## Assigned task
Restate the data exactly as given and keep the pictures out.

## Data for processing
##############################
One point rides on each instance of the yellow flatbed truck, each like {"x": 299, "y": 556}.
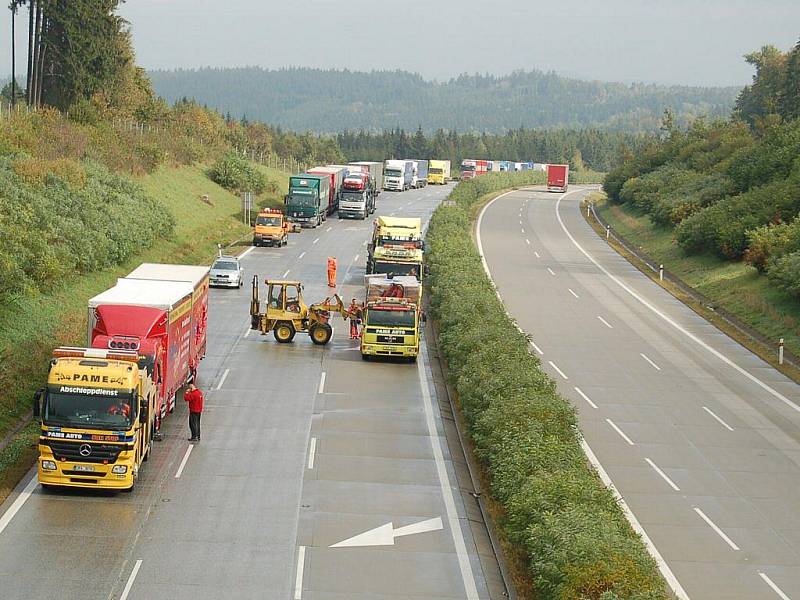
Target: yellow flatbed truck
{"x": 97, "y": 419}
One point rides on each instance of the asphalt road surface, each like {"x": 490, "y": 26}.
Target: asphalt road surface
{"x": 700, "y": 436}
{"x": 303, "y": 448}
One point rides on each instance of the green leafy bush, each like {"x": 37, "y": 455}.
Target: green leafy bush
{"x": 237, "y": 174}
{"x": 556, "y": 509}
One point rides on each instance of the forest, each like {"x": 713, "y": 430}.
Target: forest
{"x": 329, "y": 101}
{"x": 731, "y": 187}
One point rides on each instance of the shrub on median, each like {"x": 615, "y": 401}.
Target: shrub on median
{"x": 556, "y": 510}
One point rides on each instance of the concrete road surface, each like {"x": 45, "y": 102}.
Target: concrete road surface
{"x": 303, "y": 448}
{"x": 701, "y": 437}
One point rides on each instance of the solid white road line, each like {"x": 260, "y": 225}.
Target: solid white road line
{"x": 585, "y": 397}
{"x": 224, "y": 377}
{"x": 654, "y": 365}
{"x": 131, "y": 579}
{"x": 774, "y": 587}
{"x": 311, "y": 452}
{"x": 17, "y": 504}
{"x": 663, "y": 475}
{"x": 298, "y": 582}
{"x": 185, "y": 459}
{"x": 713, "y": 526}
{"x": 776, "y": 394}
{"x": 723, "y": 423}
{"x": 620, "y": 432}
{"x": 604, "y": 322}
{"x": 559, "y": 371}
{"x": 444, "y": 483}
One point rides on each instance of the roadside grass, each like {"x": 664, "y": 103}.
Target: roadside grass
{"x": 31, "y": 327}
{"x": 732, "y": 285}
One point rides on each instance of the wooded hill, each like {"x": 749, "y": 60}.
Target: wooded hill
{"x": 332, "y": 100}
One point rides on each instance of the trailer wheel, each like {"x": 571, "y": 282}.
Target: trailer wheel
{"x": 320, "y": 333}
{"x": 284, "y": 332}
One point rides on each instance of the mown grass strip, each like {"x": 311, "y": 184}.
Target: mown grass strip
{"x": 554, "y": 509}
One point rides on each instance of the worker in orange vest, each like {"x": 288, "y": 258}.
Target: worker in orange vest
{"x": 331, "y": 271}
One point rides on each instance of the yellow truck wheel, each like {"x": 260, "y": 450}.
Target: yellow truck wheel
{"x": 284, "y": 332}
{"x": 320, "y": 333}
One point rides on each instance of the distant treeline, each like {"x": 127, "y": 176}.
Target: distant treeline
{"x": 586, "y": 148}
{"x": 330, "y": 101}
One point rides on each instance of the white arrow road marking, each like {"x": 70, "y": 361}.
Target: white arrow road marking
{"x": 386, "y": 534}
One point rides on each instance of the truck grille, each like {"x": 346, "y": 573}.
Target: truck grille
{"x": 101, "y": 453}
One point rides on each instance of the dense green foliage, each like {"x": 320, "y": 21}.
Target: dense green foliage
{"x": 586, "y": 148}
{"x": 731, "y": 188}
{"x": 556, "y": 510}
{"x": 331, "y": 100}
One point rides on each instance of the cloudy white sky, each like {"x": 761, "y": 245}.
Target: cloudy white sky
{"x": 696, "y": 42}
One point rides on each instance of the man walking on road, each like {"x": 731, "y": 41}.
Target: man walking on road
{"x": 195, "y": 399}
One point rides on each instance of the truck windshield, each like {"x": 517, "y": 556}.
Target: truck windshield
{"x": 397, "y": 268}
{"x": 390, "y": 318}
{"x": 99, "y": 408}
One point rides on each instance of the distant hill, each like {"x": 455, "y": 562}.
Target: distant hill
{"x": 327, "y": 101}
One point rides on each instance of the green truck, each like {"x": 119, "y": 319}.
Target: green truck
{"x": 307, "y": 200}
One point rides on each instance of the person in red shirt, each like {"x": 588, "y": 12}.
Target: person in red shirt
{"x": 195, "y": 399}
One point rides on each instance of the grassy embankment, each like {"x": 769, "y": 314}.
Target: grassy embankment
{"x": 31, "y": 327}
{"x": 732, "y": 285}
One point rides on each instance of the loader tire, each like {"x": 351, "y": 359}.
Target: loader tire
{"x": 320, "y": 333}
{"x": 284, "y": 332}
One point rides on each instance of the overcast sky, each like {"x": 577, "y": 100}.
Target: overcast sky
{"x": 696, "y": 42}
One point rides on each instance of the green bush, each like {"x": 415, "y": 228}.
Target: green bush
{"x": 237, "y": 174}
{"x": 555, "y": 508}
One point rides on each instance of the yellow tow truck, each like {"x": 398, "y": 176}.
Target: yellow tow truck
{"x": 97, "y": 419}
{"x": 286, "y": 313}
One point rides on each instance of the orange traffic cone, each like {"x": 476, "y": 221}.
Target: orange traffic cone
{"x": 331, "y": 271}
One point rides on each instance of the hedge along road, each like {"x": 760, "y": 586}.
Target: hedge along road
{"x": 700, "y": 437}
{"x": 303, "y": 448}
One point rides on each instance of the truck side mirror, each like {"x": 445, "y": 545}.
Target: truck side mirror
{"x": 37, "y": 402}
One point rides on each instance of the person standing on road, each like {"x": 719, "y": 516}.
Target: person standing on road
{"x": 195, "y": 399}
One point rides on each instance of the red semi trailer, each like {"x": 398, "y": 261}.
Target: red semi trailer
{"x": 557, "y": 178}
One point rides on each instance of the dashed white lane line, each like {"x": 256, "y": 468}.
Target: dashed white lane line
{"x": 585, "y": 397}
{"x": 17, "y": 504}
{"x": 620, "y": 432}
{"x": 298, "y": 582}
{"x": 652, "y": 364}
{"x": 604, "y": 322}
{"x": 664, "y": 476}
{"x": 559, "y": 371}
{"x": 131, "y": 579}
{"x": 716, "y": 529}
{"x": 184, "y": 460}
{"x": 723, "y": 423}
{"x": 312, "y": 452}
{"x": 224, "y": 377}
{"x": 774, "y": 587}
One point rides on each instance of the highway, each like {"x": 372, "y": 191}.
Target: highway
{"x": 303, "y": 448}
{"x": 700, "y": 437}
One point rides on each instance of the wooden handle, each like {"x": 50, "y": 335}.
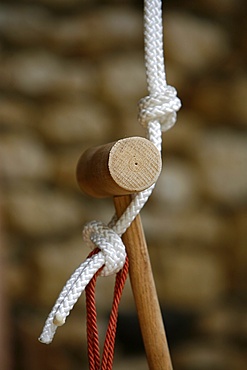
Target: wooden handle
{"x": 144, "y": 291}
{"x": 124, "y": 167}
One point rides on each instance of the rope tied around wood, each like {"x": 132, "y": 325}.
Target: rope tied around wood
{"x": 157, "y": 112}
##############################
## Your solution
One point rides on each instance of the yellow flatbed truck, each like {"x": 299, "y": 556}.
Target: yellow flatbed truck
{"x": 97, "y": 419}
One point rides on each instance of the asphalt road surface, each like {"x": 490, "y": 26}.
Target: asphalt road surface
{"x": 700, "y": 436}
{"x": 303, "y": 448}
One point rides on each instance of the green leafy bush, each like {"x": 37, "y": 455}.
Target: green leafy bush
{"x": 237, "y": 174}
{"x": 556, "y": 509}
One point rides on each instance of the forest, each like {"x": 713, "y": 430}.
Target: forest
{"x": 329, "y": 101}
{"x": 731, "y": 187}
One point rides on each instance of the shrub on median, each like {"x": 615, "y": 401}.
Target: shrub on median
{"x": 556, "y": 510}
One point rides on each instance of the concrete road surface, each like {"x": 45, "y": 102}.
Target: concrete road surface
{"x": 303, "y": 448}
{"x": 701, "y": 437}
One point rides on each instance of the solid white road line, each like {"x": 260, "y": 225}.
Target: solid white road line
{"x": 585, "y": 397}
{"x": 224, "y": 377}
{"x": 654, "y": 365}
{"x": 131, "y": 579}
{"x": 774, "y": 587}
{"x": 311, "y": 452}
{"x": 17, "y": 504}
{"x": 663, "y": 475}
{"x": 298, "y": 582}
{"x": 185, "y": 459}
{"x": 713, "y": 526}
{"x": 776, "y": 394}
{"x": 723, "y": 423}
{"x": 620, "y": 432}
{"x": 604, "y": 322}
{"x": 559, "y": 371}
{"x": 444, "y": 483}
One point rides on each instance of the roadside grass, each like {"x": 664, "y": 103}.
Target: roadside grass
{"x": 31, "y": 327}
{"x": 732, "y": 285}
One point rides on each instance of the wooded hill, each like {"x": 749, "y": 60}.
Target: wooded hill
{"x": 332, "y": 100}
One point rides on each instance of the trailer wheel, each like {"x": 571, "y": 282}.
Target: trailer wheel
{"x": 320, "y": 333}
{"x": 284, "y": 332}
One point rides on each instance of the mown grass strip, each like {"x": 311, "y": 184}.
Target: mown grass strip
{"x": 554, "y": 509}
One point rides on each instance of the worker in orange vest, each like {"x": 288, "y": 258}.
Target: worker in orange vest
{"x": 331, "y": 271}
One point rides on each instance of the yellow truck wheel, each like {"x": 260, "y": 450}.
Target: yellow truck wheel
{"x": 284, "y": 332}
{"x": 320, "y": 333}
One point rides on each instance of the distant treeline, each like {"x": 127, "y": 176}.
Target: distant treeline
{"x": 586, "y": 148}
{"x": 330, "y": 101}
One point rides on each instance of the white arrow road marking, each like {"x": 70, "y": 361}.
Target: white arrow road marking
{"x": 386, "y": 534}
One point rides on each instance of the truck grille, each like {"x": 346, "y": 573}.
Target: truck grille
{"x": 101, "y": 453}
One point rides on each instance of the dense green foliage, each like {"x": 320, "y": 21}.
Target: dense green foliage
{"x": 586, "y": 148}
{"x": 731, "y": 188}
{"x": 556, "y": 510}
{"x": 331, "y": 100}
One point rides on each instance of the cloudy white sky, each like {"x": 761, "y": 245}.
Target: cloudy white sky
{"x": 696, "y": 42}
One point rides on each instance of the man walking on road, each like {"x": 731, "y": 41}.
Target: man walking on road
{"x": 195, "y": 399}
One point rides on each instance of the truck windshield, each like {"x": 517, "y": 556}.
Target: truck windshield
{"x": 397, "y": 268}
{"x": 390, "y": 318}
{"x": 99, "y": 408}
One point rides on each instance of the distant hill, each like {"x": 455, "y": 562}.
Target: distant hill
{"x": 327, "y": 101}
One point rides on each instance of the green truck, each like {"x": 119, "y": 319}.
Target: green truck
{"x": 307, "y": 200}
One point rides on each instance of the person in red shirt, each like {"x": 588, "y": 12}.
Target: person in red shirt
{"x": 195, "y": 399}
One point rides on each instance of the grassy embankment, each like {"x": 769, "y": 314}.
Target: grassy embankment
{"x": 31, "y": 327}
{"x": 732, "y": 285}
One point rides on each instance of the loader tire, each like {"x": 351, "y": 359}.
Target: loader tire
{"x": 320, "y": 333}
{"x": 284, "y": 332}
One point rides on each instance of the overcast sky, each like {"x": 577, "y": 100}.
Target: overcast sky
{"x": 696, "y": 42}
One point rides on each instance of the green bush, each like {"x": 415, "y": 228}.
Target: green bush
{"x": 237, "y": 174}
{"x": 555, "y": 508}
One point rides on each instance of the yellow tow truck, each like {"x": 398, "y": 176}.
Target: yellow tow truck
{"x": 97, "y": 419}
{"x": 286, "y": 313}
One point rides on each instance of the orange traffic cone, each like {"x": 476, "y": 221}.
Target: orange traffic cone
{"x": 331, "y": 271}
One point rides on each instance of the hedge along road, each like {"x": 760, "y": 586}.
Target: hedge along road
{"x": 700, "y": 437}
{"x": 303, "y": 448}
One point rides on each instance of the truck side mirror, each like {"x": 445, "y": 545}.
Target: truck side mirror
{"x": 37, "y": 402}
One point rides on each instance of the person standing on road, each like {"x": 719, "y": 516}.
Target: person standing on road
{"x": 195, "y": 399}
One point rides on each instance of the red semi trailer, each like {"x": 398, "y": 261}.
Target: red semi trailer
{"x": 557, "y": 178}
One point rides on each instance of the dashed white lane line, each like {"x": 256, "y": 468}.
Target: dashed white lane line
{"x": 585, "y": 397}
{"x": 17, "y": 504}
{"x": 620, "y": 432}
{"x": 298, "y": 582}
{"x": 652, "y": 364}
{"x": 604, "y": 322}
{"x": 664, "y": 476}
{"x": 559, "y": 371}
{"x": 131, "y": 579}
{"x": 716, "y": 529}
{"x": 184, "y": 460}
{"x": 723, "y": 423}
{"x": 312, "y": 452}
{"x": 224, "y": 377}
{"x": 774, "y": 587}
One point rides on each instance of the highway, each like {"x": 372, "y": 191}.
Target: highway
{"x": 303, "y": 448}
{"x": 700, "y": 437}
One point rides on each instance of the wooden handle, each like {"x": 50, "y": 335}.
Target: wooden handle
{"x": 144, "y": 291}
{"x": 124, "y": 167}
One point rides on each instance of the rope tied around wood, each like {"x": 132, "y": 325}.
Target: rope tied around wood
{"x": 157, "y": 112}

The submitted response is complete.